[RINGKASAN TUGAS 1] Salin persis bagian teks tentang ekspor Maluku Utara yang diawali dengan kata-kata "Badan Pusat Statistik" dan ditutup dengan "dikirim ke Tiongkok.".
[RINGKASAN TUGAS 2] Tentukan apakah setiap pernyataan berikut sesuai dengan teks tentang ekspor Maluku Utara. Jawab ya atau tidak, lalu kutip persis kata-kata penentunya dari teks. (a) Ekspor golongan barang besi dan baja serta nikel dari Maluku Utara pada September 2022 seluruhnya dikirim ke Tiongkok. (b) Volume ekspor Maluku Utara pada September 2022 turun dibanding Agustus 2022. (c) PT Harita Group berada di posisi pertama dalam nilai ekspor triwulan 1 2022.

[TEKS KUTIPAN]
==*==

TERNATE-Masyarakat di daerah yang menjadi kontributor terbesar produksi energi di Indonesia ternyata belum mendapatkan manfaat potensi energi di wilayahnya. Hal itu terlihat dari kondisi masyarakat miskin serta angka stuting di wilayah penghasil energi masih cukup tinggi.
Lihat saja, Provinsi Maluku Utara terkenal dengan kekayaan alamnya yang luar biasa. Mulai dari kekayaan pertambangan yang dikandungnya, kekayaan hayati dan rempah-rempah, serta kekayaan sumber daya laut.
Badan Pusat Statistik (BPS), Maluku Utara melaporkan, ekspor Provinsi Maluku Utara pada September 2022 berupa golongan barang Besi dan Baja (HS 72) dan golongan barang Nikel (HS 75) seluruhnya dikirim ke Tiongkok.
Nilai ekspor Provinsi Maluku Utara pada September 2022 pada September tercatat senilai 598,1 juta US Dollar, sedangkan pada Agustus sebesar 611,47 juta US Dollar. Sementara volume ekspor Malut pada September 2022 sebesar 260,10 ribu ton, mengalami peningkatan 1,67 persen dibanding Agustus 2022 yang senilai 255,83 ribu ton.
Data Bea dan Cukai Ternate menyebutkan, ekspor bahan tambang feronikel oleh PT IWIP di Halmahera Tengah pada triwulan pertama 2022, mencapai Rp31,1 triliun dengan tonase nikel mencapai 781. 274,075 ton. P
Posisi kedua PT Harita Group di Pulau Obi dengan nilai ekspor triwulan 1 2022 senilai Rp7,296 triliun atau tonase 134.627.836,00 ton. Tahun sebelumnya, nilai ekspor nikel Rp2,228 triliun dengan volume 85 .765. 469,00 ton.

==*==

[DATA TERCATAT]
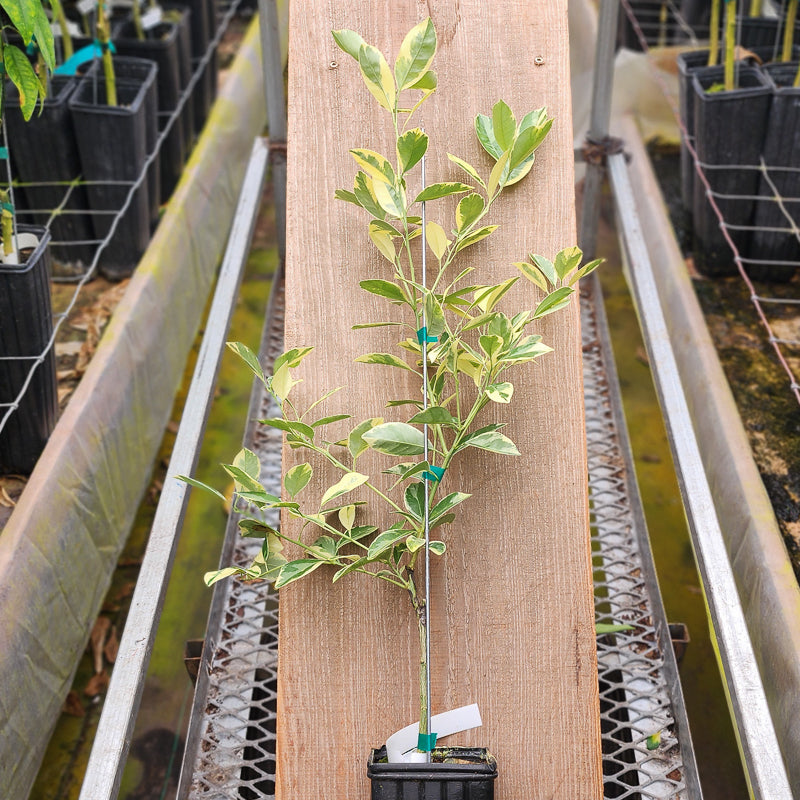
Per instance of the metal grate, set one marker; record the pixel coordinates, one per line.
(230, 752)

==*==

[JAWABAN TUGAS 1]
Badan Pusat Statistik (BPS), Maluku Utara melaporkan, ekspor Provinsi Maluku Utara pada September 2022 berupa golongan barang Besi dan Baja (HS 72) dan golongan barang Nikel (HS 75) seluruhnya dikirim ke Tiongkok.

[JAWABAN TUGAS 2]
(a) Ya: "seluruhnya dikirim ke Tiongkok"
(b) Tidak: "mengalami peningkatan 1,67 persen dibanding Agustus 2022"
(c) Tidak: "Posisi kedua PT Harita Group di Pulau Obi"